(Dataset excerpts)
· · · ·

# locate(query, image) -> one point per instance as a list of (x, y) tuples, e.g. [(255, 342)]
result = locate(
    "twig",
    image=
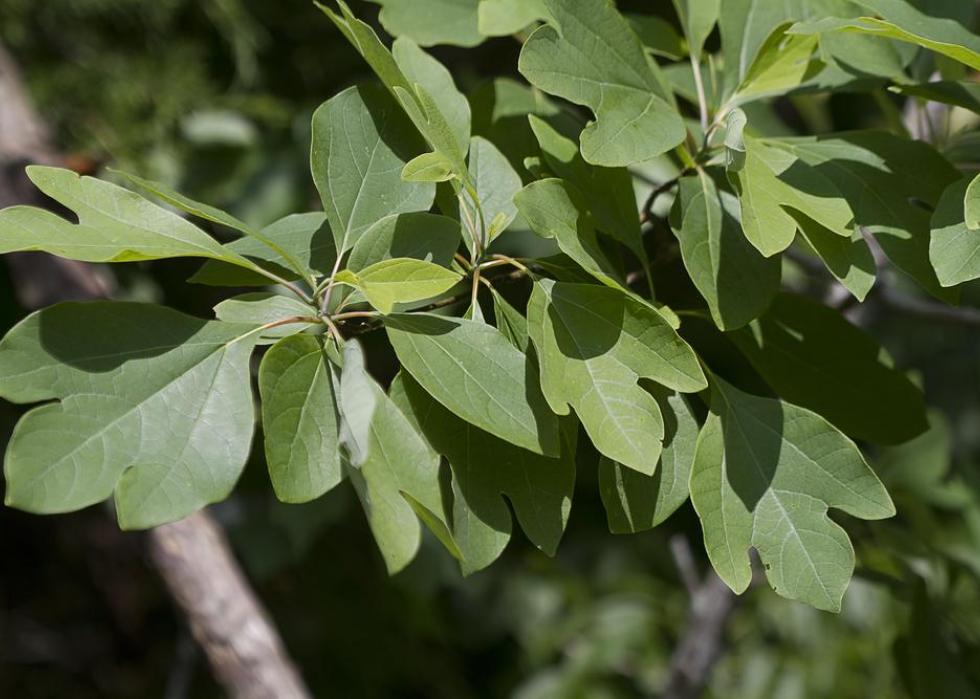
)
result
[(681, 551)]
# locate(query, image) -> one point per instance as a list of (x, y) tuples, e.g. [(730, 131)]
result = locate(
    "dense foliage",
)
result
[(651, 309)]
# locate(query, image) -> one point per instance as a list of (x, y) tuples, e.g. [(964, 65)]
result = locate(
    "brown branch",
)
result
[(192, 556), (246, 654), (712, 603)]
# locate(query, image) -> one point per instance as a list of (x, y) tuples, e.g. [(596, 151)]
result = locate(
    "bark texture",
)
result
[(192, 556)]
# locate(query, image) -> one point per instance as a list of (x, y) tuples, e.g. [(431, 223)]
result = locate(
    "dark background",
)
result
[(216, 96)]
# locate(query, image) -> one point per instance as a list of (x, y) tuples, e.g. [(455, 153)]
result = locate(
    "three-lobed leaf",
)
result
[(591, 56), (765, 474), (472, 369)]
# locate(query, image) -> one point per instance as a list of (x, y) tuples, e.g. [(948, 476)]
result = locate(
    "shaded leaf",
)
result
[(765, 474), (361, 142), (848, 259), (594, 344), (150, 404), (592, 57), (811, 356), (737, 282), (300, 419), (636, 502), (477, 374)]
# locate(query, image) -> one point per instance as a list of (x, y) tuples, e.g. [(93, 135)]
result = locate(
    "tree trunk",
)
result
[(192, 556)]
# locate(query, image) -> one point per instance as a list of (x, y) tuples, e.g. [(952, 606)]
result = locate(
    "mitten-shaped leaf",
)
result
[(150, 404), (486, 468), (765, 474), (395, 472), (361, 142), (594, 344), (591, 56), (477, 374)]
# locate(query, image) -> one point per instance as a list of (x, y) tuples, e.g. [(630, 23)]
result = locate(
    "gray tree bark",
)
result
[(193, 556)]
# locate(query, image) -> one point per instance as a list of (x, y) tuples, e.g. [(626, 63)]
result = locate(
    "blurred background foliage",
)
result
[(215, 97)]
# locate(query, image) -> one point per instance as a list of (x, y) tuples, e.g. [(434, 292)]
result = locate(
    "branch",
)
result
[(712, 602), (246, 654), (192, 556)]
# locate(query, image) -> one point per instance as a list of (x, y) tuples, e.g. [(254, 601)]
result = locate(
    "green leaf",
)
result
[(557, 210), (971, 204), (897, 19), (636, 502), (698, 18), (510, 322), (300, 419), (486, 470), (505, 17), (784, 62), (431, 22), (421, 236), (746, 25), (607, 192), (884, 178), (263, 307), (394, 471), (361, 142), (592, 57), (594, 344), (955, 247), (477, 374), (148, 403), (306, 237), (773, 185), (401, 280), (737, 282), (811, 356), (428, 167), (422, 70), (959, 94), (215, 215), (496, 183), (658, 36), (765, 473), (415, 95), (114, 225)]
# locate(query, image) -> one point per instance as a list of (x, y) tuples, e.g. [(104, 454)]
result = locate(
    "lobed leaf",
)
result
[(592, 57), (300, 419), (765, 473), (594, 344), (471, 369)]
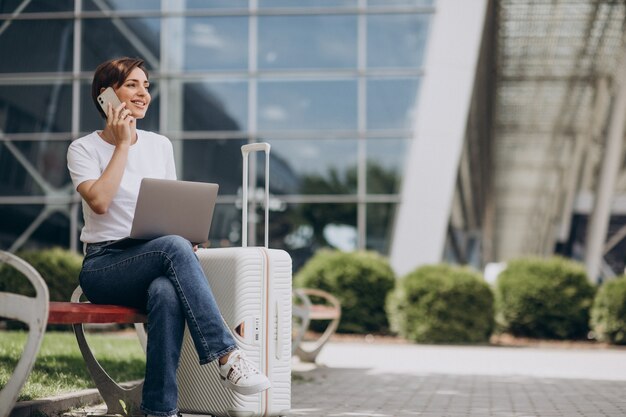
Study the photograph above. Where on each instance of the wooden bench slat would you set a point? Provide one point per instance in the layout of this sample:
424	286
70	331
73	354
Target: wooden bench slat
74	313
319	312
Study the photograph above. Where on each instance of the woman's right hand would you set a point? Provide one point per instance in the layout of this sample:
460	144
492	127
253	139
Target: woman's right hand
120	123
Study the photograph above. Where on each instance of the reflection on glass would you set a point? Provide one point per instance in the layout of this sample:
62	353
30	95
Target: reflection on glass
37	46
386	159
301	105
301	229
212	160
216	43
391	103
104	39
121	5
47	158
216	4
400	2
91	120
215	105
396	40
307	41
10	6
307	3
380	218
36	108
322	166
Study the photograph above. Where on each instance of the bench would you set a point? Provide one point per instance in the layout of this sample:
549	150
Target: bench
305	309
37	312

· · · ·

TRY IT
Set down every entry above again exactly, dropping each picture.

RESULT OF THIS TASK
# locate(query, image) -> one point per instance as a list of (x, y) tuples, e.g. [(255, 342)]
result = locate(
    "twig",
    image=
)
result
[(681, 551)]
# locate(query, image) -> one point per instance as a list of (x, y) tuples, e.g. [(730, 131)]
result = locate(
    "dense foliage",
)
result
[(651, 309)]
# locate(query, image) -> one point per instance as a list of (x, y) tuples, e.g. [(964, 65)]
result = locate(
    "brown branch",
)
result
[(192, 556), (246, 654), (712, 603)]
# locate(query, image) -> one point per instance as a list of (x, y) tuples, e.g. [(596, 151)]
result = locate(
    "bark texture",
)
result
[(192, 556)]
# locate(query, image) -> one point per instance as a list of (x, y) tuples, e.g. [(431, 223)]
result = locate(
    "dark background",
)
result
[(216, 96)]
# locate(query, image) -> one point per instance as a list of (x, y) tuples, e.g. [(455, 153)]
result = locate(
    "three-lobed leaf",
)
result
[(591, 56), (765, 474), (472, 369)]
# locate(query, image) -> one point per instance as a list of (x, y) tuples, e.g. [(948, 476)]
result = locate(
    "shaded leaf",
)
result
[(765, 474), (361, 142), (848, 259), (594, 344), (150, 404), (592, 57), (811, 356), (737, 282), (300, 419), (636, 502), (477, 374)]
# locate(query, image) -> one point per instance as a list of (x, y) tuples, e.g. [(93, 135)]
result = locate(
    "tree trunk",
)
result
[(192, 556)]
# locate(query, image) -> one point per instance as a list of (x, y) tuples, e.g. [(952, 606)]
result = locate(
    "mitten-shaped leaf",
)
result
[(150, 404), (486, 468), (765, 474), (395, 472), (361, 142), (594, 344), (591, 56), (477, 374)]
# locate(query, image) -> one point per instance as a list of (x, y) tuples, e.g. [(630, 23)]
result = locate(
    "gray tree bark",
)
result
[(193, 556)]
# locate(query, image) -> one point per instance as a list of (x, y) tuples, e.g. [(626, 63)]
result = locate(
    "blurred background foliage",
)
result
[(215, 97)]
# locate(query, image) -> one point per instance as a list of (x, y) tuples, e.g. [(434, 292)]
result = locate(
    "branch",
)
result
[(712, 602), (246, 654), (192, 556)]
# locate(query, image) -> one point per instance as a list of (x, y) tuples, e.g. [(254, 601)]
result = locate(
    "green leaf",
)
result
[(557, 210), (971, 204), (897, 19), (636, 502), (698, 18), (510, 322), (300, 419), (486, 470), (505, 17), (784, 62), (431, 22), (421, 236), (746, 25), (607, 192), (884, 178), (263, 307), (394, 471), (361, 142), (592, 57), (594, 344), (955, 247), (477, 374), (148, 403), (306, 237), (773, 185), (401, 280), (737, 282), (811, 356), (428, 167), (422, 70), (959, 94), (215, 215), (496, 183), (658, 36), (765, 473), (415, 95), (114, 225)]
# locate(query, image) -> one point per instance as a list of (x, y) tuples, e.g. [(104, 454)]
result = locate(
    "lobed leaf",
)
result
[(592, 57), (300, 419), (765, 473), (594, 344), (471, 369)]
Study the photograph above. Where on each instance of the wooden bench slat would you set a point? Provide one point per instance in the layout of this sample:
424	286
70	331
73	354
Target: wooden bench slat
74	313
319	312
Study the photograph above. Where on each instance of the woman's right hand would you set a point? Provide one point per instance in the layout of this sample:
460	144
492	127
253	139
Target: woman's right hand
120	123
Study the photograph above. Where on each instance of the reflection on glass would you set a point? Provide one point per instance in the layout of this sample:
62	353
30	95
Target: reflection on glass
37	46
386	159
301	105
301	229
212	160
216	43
391	103
104	39
121	5
47	158
216	4
400	2
91	120
215	105
396	40
307	41
10	6
307	3
380	218
36	108
322	166
Study the photograph above. Where on each instance of the bench would you set a point? Provide one point per instance in the layout of this sample:
549	150
Target: bench
305	309
37	312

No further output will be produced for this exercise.